Kolejna kompromitacja Juventusu! Gytkjaer upokorzył "Starą Damę", czerwona kartka Di Marii [WIDEO]

Kolejna kompromitacja Juventusu! Gytkjaer upokorzył "Starą Damę", czerwona kartka Di Marii [WIDEO]
screen
Juventus po raz kolejny w tym sezonie stracił punkty. "Stara Dama" poległa z Monzą, która po raz pierwszym w historii wygrała mecz na poziomie Serie A.
Turyńczycy podeszli do tego starcia po serii fatalnych występów. W siedmiu poprzednich spotkaniach "Bianconeri" odnieśli tylko jedno zwycięstwo.
Dalsza część tekstu pod wideo
W pierwszym składzie "Juve" nie znalazł się dziś żaden z Polaków. Wojciech Szczęsny wrócił już do zdrowia, ale Massimiliano Allegri pozostawił go na ławce rezerwowych. Z kolei Arkadiusz Milik nadal był zawieszony po czerwonej kartce ujrzanej w meczu z Salernitaną, kiedy zdjął koszulkę po strzeleniu gola, którego niesłusznie nie uznano.

### [MATERIAŁ ŹRÓDŁOWY]
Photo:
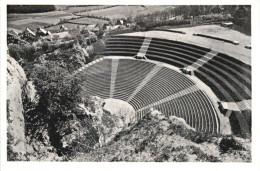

### [POLECENIE]
Przepisz z artykułu o meczu Juventusu z Monzą fragment, który zaczyna się od "Dalsza część tekstu" i ciągnie się aż do "niesłusznie nie uznano.".

### [ROZWIĄZANIE ZADANIA]
Dalsza część tekstu pod wideo
W pierwszym składzie "Juve" nie znalazł się dziś żaden z Polaków. Wojciech Szczęsny wrócił już do zdrowia, ale Massimiliano Allegri pozostawił go na ławce rezerwowych. Z kolei Arkadiusz Milik nadal był zawieszony po czerwonej kartce ujrzanej w meczu z Salernitaną, kiedy zdjął koszulkę po strzeleniu gola, którego niesłusznie nie uznano.